_SET EXERCISE_
Count the lines in the material below that contain the string "fence". Give only the number.

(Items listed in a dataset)
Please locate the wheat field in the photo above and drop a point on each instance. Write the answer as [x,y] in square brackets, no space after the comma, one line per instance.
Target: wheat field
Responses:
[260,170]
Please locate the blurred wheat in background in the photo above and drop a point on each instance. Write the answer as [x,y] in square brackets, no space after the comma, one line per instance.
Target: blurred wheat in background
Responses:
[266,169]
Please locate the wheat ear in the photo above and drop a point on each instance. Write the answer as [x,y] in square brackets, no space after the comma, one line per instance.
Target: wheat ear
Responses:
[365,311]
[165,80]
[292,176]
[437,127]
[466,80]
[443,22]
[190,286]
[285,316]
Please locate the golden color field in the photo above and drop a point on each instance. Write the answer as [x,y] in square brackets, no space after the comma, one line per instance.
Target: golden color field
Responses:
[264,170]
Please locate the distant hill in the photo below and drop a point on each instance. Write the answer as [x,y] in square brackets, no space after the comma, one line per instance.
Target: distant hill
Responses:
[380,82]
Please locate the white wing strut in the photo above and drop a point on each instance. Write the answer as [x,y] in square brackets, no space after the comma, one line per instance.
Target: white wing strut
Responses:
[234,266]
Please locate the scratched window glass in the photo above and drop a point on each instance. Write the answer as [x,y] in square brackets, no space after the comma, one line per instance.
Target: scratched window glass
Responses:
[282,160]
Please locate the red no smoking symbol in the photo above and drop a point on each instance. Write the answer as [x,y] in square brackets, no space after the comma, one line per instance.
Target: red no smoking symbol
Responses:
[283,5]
* * *
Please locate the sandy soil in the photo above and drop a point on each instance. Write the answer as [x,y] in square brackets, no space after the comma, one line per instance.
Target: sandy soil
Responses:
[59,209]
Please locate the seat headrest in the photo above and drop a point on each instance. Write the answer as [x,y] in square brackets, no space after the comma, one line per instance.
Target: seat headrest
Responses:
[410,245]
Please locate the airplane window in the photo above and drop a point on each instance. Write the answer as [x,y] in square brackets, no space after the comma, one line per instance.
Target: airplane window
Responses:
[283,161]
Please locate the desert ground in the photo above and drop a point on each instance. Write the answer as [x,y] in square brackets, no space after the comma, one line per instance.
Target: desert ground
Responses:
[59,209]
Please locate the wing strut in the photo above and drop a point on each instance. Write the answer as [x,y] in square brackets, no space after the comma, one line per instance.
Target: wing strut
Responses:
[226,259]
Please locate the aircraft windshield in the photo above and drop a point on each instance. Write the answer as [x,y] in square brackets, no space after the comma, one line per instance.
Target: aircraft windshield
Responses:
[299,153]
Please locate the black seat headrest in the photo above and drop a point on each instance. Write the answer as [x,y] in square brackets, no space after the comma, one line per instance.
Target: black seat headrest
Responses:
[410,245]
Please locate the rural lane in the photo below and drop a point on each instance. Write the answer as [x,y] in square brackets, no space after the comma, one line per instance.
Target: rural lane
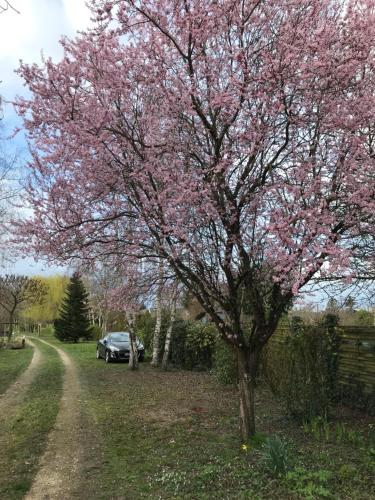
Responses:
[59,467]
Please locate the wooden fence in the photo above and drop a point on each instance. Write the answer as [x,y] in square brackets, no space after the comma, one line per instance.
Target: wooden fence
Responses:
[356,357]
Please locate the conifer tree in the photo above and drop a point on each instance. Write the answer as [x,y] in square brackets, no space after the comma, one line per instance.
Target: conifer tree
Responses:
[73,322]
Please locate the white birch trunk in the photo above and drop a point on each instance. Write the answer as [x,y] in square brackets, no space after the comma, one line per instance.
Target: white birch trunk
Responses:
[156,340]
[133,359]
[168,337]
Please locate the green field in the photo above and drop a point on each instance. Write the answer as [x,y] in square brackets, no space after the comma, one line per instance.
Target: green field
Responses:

_IN RESPONSE_
2